(Stated exercise): Output every line of the entries below as a Markdown table with two columns, "Row" for the row number and "Line" for the text of the line, skipping blank lines. Keep the pictures out of the table.

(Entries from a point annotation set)
########

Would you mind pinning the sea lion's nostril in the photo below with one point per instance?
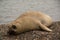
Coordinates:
(13, 26)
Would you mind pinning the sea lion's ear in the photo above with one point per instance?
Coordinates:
(13, 26)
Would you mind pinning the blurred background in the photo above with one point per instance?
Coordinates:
(11, 9)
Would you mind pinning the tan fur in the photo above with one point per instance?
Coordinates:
(31, 20)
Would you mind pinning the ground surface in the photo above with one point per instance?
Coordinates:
(32, 35)
(11, 9)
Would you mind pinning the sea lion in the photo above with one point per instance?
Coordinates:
(29, 21)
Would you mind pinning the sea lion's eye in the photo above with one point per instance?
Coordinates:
(13, 26)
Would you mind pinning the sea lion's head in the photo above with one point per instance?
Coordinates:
(14, 28)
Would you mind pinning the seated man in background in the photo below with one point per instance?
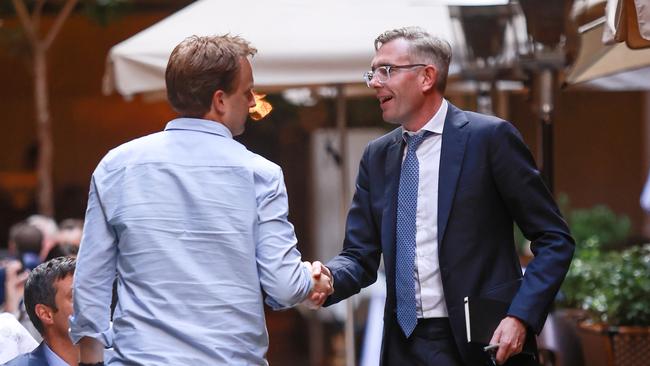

########

(Answer to this task):
| Row | Line |
|---|---|
| 1 | Would you mind pinning the sea lion's nostril in the photo below with one point per instance? |
| 2 | Coordinates: |
| 3 | (13, 26) |
| 4 | Would you mind pinning the sea lion's ear in the photo above with one point per instance? |
| 5 | Coordinates: |
| 6 | (13, 26) |
| 7 | Would you mind pinning the blurred background in the photo above with one point per instance? |
| 8 | Coordinates: |
| 9 | (11, 9) |
| 10 | Would you mind pinning the tan fur in the photo above with one point per instance? |
| 11 | Coordinates: |
| 12 | (31, 20) |
| 13 | Would you mind pinning the ground surface in the photo above with one point per instance? |
| 14 | Coordinates: |
| 15 | (32, 35) |
| 16 | (11, 9) |
| 17 | Would you mind pinning the sea lion in the photo above with one point per instance? |
| 18 | Coordinates: |
| 19 | (29, 21) |
| 20 | Would you mind pinning the sea lion's eye in the photo above with one point per instance? |
| 21 | Coordinates: |
| 22 | (13, 26) |
| 23 | Would you mind pinning the sea lion's head in the photo above with one point per instance? |
| 24 | Coordinates: |
| 25 | (14, 28) |
| 26 | Would you mind pinning the seated man in background in the photo below with one point per instance? |